◆ **Direction**: In the entries below, begin at the line that contains "Target: grassy bank" and stop after the line that contains "POLYGON ((450 234, 450". Convert only those lines into a JSON list of strings with one string per line, leaving out any blank lines.

(Boundary annotation records)

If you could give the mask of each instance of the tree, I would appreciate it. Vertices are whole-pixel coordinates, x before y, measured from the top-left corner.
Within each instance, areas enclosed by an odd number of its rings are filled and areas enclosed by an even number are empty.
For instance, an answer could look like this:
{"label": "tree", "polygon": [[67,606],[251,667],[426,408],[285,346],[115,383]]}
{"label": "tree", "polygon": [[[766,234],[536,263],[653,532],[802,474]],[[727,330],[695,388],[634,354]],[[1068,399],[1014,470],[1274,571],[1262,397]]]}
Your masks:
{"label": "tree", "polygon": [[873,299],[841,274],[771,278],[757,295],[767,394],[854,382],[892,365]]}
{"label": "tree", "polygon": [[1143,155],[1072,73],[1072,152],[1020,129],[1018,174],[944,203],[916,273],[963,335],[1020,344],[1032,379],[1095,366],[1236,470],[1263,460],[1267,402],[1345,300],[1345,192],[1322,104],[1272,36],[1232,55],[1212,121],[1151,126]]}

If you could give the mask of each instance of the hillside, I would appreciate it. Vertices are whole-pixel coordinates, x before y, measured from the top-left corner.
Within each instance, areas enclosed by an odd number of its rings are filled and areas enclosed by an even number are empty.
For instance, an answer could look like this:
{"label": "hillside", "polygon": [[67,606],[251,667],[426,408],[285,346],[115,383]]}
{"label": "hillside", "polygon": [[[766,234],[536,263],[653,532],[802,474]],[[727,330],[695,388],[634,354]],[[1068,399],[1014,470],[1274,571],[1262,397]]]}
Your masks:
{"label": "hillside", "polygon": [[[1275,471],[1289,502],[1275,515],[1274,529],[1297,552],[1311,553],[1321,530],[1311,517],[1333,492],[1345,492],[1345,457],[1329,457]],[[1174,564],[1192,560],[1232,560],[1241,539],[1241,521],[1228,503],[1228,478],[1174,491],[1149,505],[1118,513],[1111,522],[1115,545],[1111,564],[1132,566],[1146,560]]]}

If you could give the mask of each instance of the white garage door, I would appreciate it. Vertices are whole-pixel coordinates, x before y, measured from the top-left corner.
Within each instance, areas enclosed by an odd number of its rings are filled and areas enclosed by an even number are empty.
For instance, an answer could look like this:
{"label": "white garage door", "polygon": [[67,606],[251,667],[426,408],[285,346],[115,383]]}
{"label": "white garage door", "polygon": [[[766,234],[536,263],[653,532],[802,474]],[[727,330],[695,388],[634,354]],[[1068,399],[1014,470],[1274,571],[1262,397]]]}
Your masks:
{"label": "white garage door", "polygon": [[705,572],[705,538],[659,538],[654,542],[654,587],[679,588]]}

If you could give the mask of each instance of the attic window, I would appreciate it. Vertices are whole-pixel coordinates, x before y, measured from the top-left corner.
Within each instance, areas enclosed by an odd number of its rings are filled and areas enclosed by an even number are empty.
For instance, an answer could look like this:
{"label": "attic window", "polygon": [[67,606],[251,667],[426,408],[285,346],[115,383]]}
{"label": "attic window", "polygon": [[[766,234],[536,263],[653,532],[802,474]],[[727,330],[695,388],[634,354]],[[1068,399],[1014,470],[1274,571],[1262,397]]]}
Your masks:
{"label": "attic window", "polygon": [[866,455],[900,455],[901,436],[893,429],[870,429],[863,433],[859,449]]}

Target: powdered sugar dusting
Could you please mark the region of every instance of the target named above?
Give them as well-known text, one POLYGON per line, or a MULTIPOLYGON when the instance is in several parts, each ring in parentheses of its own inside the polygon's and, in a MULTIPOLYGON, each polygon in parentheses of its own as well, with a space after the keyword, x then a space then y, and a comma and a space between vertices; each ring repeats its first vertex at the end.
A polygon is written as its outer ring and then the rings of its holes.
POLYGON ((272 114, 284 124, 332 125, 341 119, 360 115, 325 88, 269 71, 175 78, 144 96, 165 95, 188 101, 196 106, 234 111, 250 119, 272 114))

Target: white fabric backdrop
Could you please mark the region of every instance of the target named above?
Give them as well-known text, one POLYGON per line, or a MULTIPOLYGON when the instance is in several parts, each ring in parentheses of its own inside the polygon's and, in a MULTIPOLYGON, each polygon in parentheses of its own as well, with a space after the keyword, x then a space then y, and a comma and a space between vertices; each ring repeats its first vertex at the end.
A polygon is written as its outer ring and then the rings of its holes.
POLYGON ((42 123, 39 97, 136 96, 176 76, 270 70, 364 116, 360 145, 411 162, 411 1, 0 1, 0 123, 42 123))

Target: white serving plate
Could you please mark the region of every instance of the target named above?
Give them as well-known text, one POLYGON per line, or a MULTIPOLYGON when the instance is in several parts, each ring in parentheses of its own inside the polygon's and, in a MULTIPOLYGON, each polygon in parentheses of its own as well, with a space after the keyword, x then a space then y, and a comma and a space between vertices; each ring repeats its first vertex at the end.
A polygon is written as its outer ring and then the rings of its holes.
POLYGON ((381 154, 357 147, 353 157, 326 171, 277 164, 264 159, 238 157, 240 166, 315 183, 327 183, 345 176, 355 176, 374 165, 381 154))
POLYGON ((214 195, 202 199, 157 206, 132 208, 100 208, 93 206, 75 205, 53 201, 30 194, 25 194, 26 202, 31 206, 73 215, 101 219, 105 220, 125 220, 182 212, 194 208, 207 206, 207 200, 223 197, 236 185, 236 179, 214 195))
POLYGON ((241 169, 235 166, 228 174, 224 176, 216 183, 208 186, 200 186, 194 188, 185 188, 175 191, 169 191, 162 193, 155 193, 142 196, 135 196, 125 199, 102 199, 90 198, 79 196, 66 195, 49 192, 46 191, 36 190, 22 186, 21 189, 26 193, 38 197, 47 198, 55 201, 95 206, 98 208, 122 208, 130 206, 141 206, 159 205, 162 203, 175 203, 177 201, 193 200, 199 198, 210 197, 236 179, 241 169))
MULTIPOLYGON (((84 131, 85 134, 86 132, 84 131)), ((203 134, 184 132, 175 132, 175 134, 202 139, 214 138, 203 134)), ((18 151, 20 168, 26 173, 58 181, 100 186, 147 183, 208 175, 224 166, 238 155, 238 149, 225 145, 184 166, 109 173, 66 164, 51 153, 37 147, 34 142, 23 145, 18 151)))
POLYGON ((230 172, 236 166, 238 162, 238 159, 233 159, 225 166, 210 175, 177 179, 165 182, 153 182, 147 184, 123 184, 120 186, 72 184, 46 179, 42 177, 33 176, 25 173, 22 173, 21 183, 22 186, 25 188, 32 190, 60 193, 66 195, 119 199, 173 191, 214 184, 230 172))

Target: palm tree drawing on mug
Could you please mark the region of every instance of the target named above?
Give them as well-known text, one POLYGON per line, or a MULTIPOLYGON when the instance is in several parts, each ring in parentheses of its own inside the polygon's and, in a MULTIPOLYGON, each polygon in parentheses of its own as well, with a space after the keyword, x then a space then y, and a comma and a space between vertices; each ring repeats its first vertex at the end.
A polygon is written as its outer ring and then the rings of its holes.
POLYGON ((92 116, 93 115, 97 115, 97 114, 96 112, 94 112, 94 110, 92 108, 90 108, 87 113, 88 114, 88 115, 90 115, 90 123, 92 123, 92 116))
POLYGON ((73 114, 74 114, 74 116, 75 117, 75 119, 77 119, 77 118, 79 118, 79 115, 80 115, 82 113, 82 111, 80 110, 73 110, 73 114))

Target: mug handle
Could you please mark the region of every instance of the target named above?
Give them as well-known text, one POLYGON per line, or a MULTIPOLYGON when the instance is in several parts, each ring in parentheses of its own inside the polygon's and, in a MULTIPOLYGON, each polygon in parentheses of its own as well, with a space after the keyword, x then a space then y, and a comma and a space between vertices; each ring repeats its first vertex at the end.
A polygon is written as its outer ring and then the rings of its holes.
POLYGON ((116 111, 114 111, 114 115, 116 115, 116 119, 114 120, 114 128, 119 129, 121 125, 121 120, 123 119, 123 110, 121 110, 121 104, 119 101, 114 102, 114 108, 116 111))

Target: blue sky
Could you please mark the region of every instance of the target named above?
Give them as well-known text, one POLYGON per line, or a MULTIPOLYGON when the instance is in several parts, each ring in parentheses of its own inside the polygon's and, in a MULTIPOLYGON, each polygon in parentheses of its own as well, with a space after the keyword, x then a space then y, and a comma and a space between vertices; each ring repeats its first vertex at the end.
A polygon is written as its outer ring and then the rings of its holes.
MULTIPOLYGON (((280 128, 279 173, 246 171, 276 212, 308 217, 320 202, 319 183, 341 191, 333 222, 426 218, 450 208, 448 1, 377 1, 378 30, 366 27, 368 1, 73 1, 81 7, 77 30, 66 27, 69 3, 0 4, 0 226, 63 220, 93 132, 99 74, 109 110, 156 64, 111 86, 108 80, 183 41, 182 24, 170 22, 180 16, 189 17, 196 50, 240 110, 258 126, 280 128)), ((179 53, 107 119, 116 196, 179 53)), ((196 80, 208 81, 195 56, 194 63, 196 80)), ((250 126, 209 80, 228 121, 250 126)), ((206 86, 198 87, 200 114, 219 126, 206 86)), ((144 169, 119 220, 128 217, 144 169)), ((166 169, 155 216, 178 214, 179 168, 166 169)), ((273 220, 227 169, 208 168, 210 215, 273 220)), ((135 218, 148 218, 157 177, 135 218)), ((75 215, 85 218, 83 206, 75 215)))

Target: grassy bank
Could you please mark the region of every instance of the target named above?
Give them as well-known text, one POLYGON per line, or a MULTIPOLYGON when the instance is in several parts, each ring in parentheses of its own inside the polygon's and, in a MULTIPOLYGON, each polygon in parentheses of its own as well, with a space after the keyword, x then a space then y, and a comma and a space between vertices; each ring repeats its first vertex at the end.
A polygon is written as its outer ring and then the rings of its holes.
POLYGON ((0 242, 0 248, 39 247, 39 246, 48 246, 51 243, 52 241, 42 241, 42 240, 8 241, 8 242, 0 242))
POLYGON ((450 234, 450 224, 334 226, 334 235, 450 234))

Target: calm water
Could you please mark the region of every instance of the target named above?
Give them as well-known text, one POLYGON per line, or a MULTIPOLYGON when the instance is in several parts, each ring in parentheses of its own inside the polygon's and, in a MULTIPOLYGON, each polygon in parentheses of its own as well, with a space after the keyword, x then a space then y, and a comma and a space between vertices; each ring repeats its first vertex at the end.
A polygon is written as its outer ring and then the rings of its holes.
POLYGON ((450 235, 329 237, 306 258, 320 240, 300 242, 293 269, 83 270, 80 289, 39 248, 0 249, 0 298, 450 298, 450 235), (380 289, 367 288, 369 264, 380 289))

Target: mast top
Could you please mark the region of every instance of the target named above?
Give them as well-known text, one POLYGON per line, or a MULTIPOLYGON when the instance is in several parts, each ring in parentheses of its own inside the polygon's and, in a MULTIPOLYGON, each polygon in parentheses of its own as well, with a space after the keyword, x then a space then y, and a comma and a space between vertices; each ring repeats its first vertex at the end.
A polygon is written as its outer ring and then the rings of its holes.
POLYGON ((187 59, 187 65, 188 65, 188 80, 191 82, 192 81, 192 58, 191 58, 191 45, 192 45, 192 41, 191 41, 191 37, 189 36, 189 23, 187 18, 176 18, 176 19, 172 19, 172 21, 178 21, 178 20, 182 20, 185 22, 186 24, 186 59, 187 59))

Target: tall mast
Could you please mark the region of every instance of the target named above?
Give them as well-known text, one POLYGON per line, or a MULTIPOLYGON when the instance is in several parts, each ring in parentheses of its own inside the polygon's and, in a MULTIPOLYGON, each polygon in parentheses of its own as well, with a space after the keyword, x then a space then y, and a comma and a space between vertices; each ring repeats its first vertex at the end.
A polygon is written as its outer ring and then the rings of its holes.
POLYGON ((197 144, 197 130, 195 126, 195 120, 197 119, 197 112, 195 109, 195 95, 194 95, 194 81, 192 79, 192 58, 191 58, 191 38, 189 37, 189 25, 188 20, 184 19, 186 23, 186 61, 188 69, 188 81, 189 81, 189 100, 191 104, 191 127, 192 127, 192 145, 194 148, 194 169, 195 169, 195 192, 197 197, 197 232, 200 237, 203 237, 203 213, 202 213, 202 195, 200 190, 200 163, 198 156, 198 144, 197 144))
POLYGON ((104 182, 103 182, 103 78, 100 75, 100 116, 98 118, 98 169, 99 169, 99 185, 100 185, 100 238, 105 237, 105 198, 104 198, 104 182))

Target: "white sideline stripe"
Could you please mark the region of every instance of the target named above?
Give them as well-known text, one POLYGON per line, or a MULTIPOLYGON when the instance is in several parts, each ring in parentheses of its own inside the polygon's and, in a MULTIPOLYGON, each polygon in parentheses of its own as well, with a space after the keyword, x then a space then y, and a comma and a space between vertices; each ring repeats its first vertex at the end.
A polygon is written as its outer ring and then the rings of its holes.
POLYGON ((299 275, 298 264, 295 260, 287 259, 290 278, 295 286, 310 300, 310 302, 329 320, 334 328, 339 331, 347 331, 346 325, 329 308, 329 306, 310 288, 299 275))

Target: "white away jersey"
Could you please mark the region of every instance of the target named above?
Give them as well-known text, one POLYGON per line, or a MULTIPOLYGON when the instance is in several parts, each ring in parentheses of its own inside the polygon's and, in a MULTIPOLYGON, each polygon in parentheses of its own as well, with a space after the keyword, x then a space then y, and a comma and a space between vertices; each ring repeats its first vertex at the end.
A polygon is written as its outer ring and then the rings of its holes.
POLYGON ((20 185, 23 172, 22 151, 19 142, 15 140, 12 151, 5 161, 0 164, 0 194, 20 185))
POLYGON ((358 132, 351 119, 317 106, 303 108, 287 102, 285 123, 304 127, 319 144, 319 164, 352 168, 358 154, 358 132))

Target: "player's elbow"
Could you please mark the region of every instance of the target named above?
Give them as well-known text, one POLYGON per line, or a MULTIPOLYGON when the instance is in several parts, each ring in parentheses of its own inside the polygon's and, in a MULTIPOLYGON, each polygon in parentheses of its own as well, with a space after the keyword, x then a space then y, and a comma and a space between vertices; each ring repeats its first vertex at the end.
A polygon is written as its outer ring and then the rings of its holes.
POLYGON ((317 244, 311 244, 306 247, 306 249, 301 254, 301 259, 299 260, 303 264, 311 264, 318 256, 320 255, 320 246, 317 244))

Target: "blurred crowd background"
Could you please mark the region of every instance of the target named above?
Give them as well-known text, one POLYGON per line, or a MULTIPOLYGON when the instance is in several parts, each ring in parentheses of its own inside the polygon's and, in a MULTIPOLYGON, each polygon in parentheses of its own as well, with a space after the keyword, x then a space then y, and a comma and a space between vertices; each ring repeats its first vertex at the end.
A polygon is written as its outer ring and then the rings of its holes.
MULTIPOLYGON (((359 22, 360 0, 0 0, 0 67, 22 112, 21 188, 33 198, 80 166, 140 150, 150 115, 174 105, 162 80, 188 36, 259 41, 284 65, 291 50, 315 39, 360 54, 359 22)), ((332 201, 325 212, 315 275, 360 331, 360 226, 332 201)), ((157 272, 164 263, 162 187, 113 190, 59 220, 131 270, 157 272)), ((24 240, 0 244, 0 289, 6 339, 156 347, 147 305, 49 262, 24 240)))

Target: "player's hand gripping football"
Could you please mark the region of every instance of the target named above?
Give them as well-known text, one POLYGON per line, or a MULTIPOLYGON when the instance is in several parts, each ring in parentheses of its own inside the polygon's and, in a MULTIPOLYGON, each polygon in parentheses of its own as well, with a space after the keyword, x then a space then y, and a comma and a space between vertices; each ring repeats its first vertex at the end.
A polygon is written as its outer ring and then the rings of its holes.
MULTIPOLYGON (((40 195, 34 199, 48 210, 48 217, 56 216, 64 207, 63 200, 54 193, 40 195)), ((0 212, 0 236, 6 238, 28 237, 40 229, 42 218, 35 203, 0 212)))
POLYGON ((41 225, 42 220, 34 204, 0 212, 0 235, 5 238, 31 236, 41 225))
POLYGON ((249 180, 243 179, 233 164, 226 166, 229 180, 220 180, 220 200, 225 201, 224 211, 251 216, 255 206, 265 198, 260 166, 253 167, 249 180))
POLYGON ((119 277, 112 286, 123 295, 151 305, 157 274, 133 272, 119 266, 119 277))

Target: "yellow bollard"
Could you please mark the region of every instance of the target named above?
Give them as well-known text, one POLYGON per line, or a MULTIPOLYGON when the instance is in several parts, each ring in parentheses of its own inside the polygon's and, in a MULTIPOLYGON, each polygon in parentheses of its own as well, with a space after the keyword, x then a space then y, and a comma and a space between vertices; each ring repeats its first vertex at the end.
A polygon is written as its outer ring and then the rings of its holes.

◆ **Finished exercise**:
[
  "Target: grassy bank",
  "Could you please mark the region of every instance of the target named above?",
  "Give them as well-known text, one POLYGON per line, or a MULTIPOLYGON when the instance is in several parts, each ring in parentheses of its own inside the polygon's and, in a MULTIPOLYGON, each polygon in parentheses of its own as well, with a space after the keyword, x then a space then y, and a comma and a space between vertices; each ring repeats its first vertex at the end.",
  "A polygon is written as its outer ring and then the rings of its holes.",
  "POLYGON ((0 242, 0 248, 39 247, 39 246, 48 246, 51 243, 52 241, 42 241, 42 240, 8 241, 8 242, 0 242))",
  "POLYGON ((450 234, 450 224, 334 226, 334 235, 450 234))"
]